* [Supplied data]
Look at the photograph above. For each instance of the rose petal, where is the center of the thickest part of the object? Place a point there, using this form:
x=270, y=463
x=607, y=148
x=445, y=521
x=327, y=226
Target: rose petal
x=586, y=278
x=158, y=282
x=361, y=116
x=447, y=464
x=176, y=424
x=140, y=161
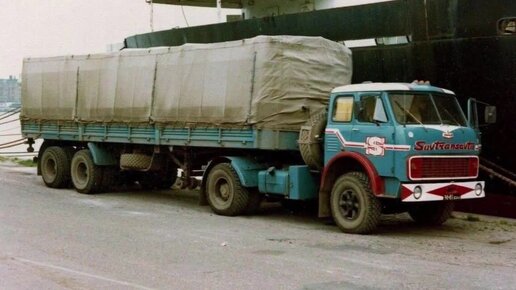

* [What you have to do]
Reproduce each line above precisely, with no pictures.

* [Exercise result]
Look at the photograph above. For each instance of the rose petal, where is the center of the thickest part of the object? Place a point there, using this form:
x=270, y=463
x=607, y=148
x=445, y=521
x=327, y=226
Target: rose petal
x=586, y=278
x=158, y=282
x=361, y=116
x=447, y=464
x=176, y=424
x=140, y=161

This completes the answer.